## Exercise directions:
Reproduce every line of the entries below, requests included, but scale each pixel coordinate in the answers by 0.5 and round it to a whole number, with halves rounded up. Leave the pictures out of your reply.

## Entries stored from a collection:
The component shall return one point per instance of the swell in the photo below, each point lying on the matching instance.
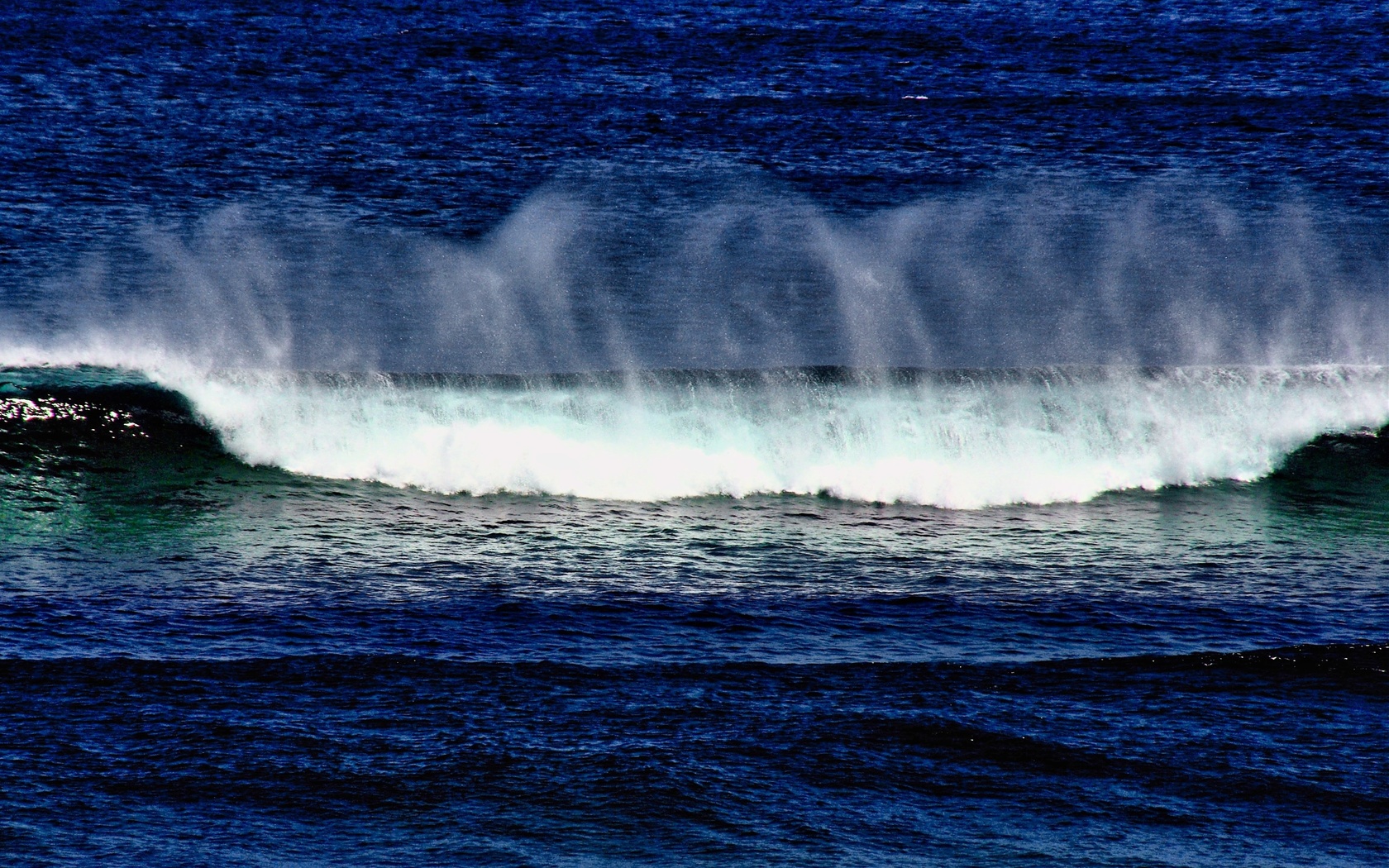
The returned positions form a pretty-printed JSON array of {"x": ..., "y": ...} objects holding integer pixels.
[{"x": 968, "y": 438}]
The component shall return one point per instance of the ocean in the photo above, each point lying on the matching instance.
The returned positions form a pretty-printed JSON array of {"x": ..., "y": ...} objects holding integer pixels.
[{"x": 933, "y": 434}]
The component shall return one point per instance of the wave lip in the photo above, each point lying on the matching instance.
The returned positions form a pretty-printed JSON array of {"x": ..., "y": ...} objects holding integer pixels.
[{"x": 960, "y": 439}]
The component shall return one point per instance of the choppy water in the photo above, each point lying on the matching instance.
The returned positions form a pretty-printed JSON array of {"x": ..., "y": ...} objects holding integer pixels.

## Answer to the exercise:
The component shall return one point per instance of the swell in the photo below, each point lying on the matching instance.
The returned positions form a pretty-printed JSON array of {"x": ..., "y": ...} objects holding integer pixels.
[{"x": 484, "y": 219}]
The component shall return one point per instance of the ocean in the photo above, each point lying on the matching instance.
The returned positions form a pretty-printed JSON array of {"x": ..., "y": ...} objects holding integer pixels.
[{"x": 467, "y": 217}]
The component shall return one point per instance of the wave lip in the photo above, each point lying on the matching instance.
The returned positions form a pretty-printed JSON array of {"x": ..., "y": ...} objects holding integer pixels.
[{"x": 480, "y": 220}]
The component shall return one point per instance of the choppy water in the photo above, each point lying on the matching instance.
The returned positions form a pretty-printed JSON array of {"x": ..., "y": ...} objects holding integer pixels.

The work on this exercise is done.